# TASK PROMPT
Set down exactly the lines below, starting at the one that contains "Can you see the person in red" and ending at the one that contains "Can you see the grassy", with both of those lines included and nothing else.

# DATA TO PROCESS

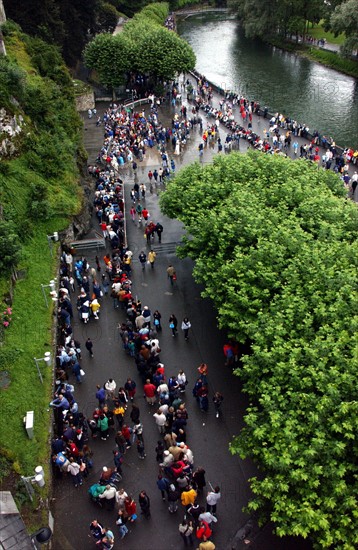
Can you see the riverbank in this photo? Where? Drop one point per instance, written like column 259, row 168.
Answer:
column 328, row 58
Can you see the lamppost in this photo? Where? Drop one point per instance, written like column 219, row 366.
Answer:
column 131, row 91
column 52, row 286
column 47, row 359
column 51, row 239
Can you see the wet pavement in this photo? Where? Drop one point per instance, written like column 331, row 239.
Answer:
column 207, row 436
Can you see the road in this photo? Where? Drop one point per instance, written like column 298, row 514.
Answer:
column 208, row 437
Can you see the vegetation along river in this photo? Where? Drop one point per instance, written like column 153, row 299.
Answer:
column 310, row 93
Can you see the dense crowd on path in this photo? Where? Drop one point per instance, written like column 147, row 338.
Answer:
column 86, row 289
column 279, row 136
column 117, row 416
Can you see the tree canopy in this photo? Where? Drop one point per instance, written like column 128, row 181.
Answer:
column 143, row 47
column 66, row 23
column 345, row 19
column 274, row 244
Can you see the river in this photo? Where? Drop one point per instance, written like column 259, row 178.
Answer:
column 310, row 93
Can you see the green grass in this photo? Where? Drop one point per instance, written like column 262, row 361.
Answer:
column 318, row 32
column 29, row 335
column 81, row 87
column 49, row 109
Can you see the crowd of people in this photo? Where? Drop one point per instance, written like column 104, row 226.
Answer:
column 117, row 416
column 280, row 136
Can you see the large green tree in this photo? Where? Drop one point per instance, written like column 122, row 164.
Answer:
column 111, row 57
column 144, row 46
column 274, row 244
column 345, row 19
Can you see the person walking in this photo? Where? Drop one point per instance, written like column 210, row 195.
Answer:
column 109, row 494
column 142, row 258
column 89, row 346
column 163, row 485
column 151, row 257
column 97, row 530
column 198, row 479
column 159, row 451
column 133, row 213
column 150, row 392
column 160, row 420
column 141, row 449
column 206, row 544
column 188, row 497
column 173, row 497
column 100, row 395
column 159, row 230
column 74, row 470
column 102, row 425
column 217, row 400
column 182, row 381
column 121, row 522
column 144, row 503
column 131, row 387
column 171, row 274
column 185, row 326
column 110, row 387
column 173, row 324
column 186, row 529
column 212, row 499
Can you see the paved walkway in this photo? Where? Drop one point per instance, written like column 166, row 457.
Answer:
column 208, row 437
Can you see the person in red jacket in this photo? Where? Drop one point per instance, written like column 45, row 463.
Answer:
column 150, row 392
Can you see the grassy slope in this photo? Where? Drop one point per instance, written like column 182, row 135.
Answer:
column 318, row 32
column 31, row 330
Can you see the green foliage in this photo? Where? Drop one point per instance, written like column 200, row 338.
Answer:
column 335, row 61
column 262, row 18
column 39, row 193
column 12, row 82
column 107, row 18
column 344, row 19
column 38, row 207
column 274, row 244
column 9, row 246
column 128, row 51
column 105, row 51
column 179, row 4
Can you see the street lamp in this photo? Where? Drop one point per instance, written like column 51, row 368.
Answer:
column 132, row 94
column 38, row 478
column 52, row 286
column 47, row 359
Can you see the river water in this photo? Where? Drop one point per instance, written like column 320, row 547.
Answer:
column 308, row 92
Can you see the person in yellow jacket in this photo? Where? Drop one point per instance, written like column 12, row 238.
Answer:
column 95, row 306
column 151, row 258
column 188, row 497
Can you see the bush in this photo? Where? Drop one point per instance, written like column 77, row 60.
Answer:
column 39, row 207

# ANSWER SECTION
Can you see the person in red jacket in this photo? Where? Drop one point per instance, written like column 45, row 463.
Answer:
column 150, row 392
Can you see the grassy slope in this photo? Where? Drop one point per instance, written like column 182, row 135.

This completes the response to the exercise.